**Required task:**
Repeat word for word the passage of the article on Zimbabwe's hit list of journalists, starting at "Protests at Zimbabwe's" and ending at "plain-clothes police officers.".

--- start of Selected extract ---

Protests at Zimbabwe's hit list of journalists

Click to follow
The Independent Online

President Robert Mugabe's relentless persecution of irritants – political opponents, the judiciary, independent journalists – drew fresh howls of protest from around the world yesterday after the publication of a security service hit list. Basildon Peta, The Independent's correspondent in Harare, is identified as the top target.

Mr Peta, a 30-year-old black Zimbabwean, stayed away from his office in the capital yesterday and sought legal protection after colleagues alerted him to the presence there of two plain-clothes police officers.

Mr Peta, special projects editor of the Zimbabwe Financial Gazette, is the latest of many journalists to face pressure but seems to have been singled out for investigative work and for contributing to a British newspaper.

The privately-owned Standard newspaper, which published the list on Tuesday, quoted intelligence sources as saying Mr Peta and four other Zimbabwean journalists were under special surveillance. The paper said they would be "killed or harmed" before presidential elections expected next year.

Others listed were Geoff Nyarota, editor of the Zimbabwe Daily News, Iden Wetherell, editor of the Zimbabwe Independent, and two Standard journalists, the editor, Mark Chavunduka, and the news editor, Cornelius Nduna.

The Secretary of State for Information and Publicity, Jonathan Moyo, dismissed reports of the security service list of targeted journalists as "rubbish, written by lunatics writing rubbish". He added: "I do not comment on rubbish. I am not interested in talking about non-issues."

However, the report is being taken seriously by the Foreign Office in London. A spokesman said: "Britain unreservedly condemns all threats against the independent media.

"A free press is an essential part of any democracy."

The human rights organisation Amnesty International paid tribute to Mr Peta, who is secretary general of the Zimbabwe Union of Journalists, and other independent local journalists who show "real courage" because they are "in the frontline when human rights are being systematically abused and are therefore the first to suffer".

--- end of Selected extract ---
--- start of Dataset ---

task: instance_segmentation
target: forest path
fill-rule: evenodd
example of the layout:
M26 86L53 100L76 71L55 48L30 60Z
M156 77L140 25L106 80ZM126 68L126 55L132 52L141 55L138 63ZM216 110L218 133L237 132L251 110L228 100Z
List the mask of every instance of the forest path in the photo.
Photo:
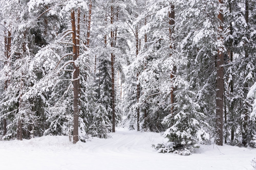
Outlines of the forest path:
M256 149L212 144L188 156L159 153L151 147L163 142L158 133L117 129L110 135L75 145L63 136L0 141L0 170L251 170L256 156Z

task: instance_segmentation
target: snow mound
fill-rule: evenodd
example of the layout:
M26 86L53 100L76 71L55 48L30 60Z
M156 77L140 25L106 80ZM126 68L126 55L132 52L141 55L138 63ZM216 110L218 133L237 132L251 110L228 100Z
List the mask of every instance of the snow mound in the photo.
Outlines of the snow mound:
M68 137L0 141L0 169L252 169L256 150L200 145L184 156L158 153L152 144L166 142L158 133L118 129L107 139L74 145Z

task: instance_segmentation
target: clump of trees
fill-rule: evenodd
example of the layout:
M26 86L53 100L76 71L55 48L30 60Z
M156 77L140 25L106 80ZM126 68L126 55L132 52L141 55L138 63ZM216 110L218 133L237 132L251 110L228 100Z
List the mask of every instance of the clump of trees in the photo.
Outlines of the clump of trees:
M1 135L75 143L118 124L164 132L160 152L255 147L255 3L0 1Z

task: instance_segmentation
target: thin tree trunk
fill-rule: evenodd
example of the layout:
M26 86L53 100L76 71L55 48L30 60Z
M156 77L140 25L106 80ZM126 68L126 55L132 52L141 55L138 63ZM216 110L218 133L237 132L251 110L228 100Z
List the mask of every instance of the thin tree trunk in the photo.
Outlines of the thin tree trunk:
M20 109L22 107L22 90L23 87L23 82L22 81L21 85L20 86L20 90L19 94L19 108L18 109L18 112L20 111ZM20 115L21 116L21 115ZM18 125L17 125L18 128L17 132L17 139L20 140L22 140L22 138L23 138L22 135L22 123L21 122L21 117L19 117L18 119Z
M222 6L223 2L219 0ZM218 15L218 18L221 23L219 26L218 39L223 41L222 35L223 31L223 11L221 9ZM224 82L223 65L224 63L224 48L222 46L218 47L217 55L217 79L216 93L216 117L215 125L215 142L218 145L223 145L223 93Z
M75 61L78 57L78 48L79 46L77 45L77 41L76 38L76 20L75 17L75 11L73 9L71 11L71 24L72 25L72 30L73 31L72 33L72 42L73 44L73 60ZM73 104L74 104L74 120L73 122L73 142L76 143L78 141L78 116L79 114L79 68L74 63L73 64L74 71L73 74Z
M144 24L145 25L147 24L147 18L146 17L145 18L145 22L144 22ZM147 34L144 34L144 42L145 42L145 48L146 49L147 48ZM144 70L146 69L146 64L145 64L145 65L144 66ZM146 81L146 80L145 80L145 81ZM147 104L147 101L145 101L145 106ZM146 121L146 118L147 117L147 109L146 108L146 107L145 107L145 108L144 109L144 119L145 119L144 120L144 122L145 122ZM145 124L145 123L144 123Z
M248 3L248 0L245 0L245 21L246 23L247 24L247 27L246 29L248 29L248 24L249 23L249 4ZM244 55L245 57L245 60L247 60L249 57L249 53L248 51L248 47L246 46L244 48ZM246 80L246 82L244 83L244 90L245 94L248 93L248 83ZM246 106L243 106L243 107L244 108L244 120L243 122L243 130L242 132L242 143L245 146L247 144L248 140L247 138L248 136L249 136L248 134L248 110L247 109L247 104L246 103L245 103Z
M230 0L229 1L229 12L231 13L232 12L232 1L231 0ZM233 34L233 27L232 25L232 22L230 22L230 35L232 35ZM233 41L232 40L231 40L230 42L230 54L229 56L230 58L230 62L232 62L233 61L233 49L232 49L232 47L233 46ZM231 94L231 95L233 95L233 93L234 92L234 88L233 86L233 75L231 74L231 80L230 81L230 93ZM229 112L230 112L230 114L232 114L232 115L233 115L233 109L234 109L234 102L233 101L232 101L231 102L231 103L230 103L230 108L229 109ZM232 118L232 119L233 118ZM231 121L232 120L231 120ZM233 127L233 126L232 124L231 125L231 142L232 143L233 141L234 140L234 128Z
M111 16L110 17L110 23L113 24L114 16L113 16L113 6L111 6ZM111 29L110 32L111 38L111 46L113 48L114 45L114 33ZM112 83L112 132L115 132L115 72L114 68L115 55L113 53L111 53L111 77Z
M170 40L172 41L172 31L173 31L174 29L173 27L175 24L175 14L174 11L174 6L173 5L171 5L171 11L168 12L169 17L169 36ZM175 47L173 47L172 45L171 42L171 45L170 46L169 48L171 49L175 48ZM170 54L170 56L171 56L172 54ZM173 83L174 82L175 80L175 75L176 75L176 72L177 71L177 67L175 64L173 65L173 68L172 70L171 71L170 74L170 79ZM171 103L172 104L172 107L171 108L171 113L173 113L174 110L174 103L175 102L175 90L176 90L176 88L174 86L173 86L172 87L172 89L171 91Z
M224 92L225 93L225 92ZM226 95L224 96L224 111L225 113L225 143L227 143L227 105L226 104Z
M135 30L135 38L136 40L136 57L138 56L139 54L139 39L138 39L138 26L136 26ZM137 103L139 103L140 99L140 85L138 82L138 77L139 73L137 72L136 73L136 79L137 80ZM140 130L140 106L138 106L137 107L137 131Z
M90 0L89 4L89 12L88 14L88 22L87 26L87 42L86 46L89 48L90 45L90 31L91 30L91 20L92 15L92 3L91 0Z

--- end of Dataset ---

**Solution to the exercise:**
Protests at Zimbabwe's hit list of journalists

Click to follow
The Independent Online

President Robert Mugabe's relentless persecution of irritants – political opponents, the judiciary, independent journalists – drew fresh howls of protest from around the world yesterday after the publication of a security service hit list. Basildon Peta, The Independent's correspondent in Harare, is identified as the top target.

Mr Peta, a 30-year-old black Zimbabwean, stayed away from his office in the capital yesterday and sought legal protection after colleagues alerted him to the presence there of two plain-clothes police officers.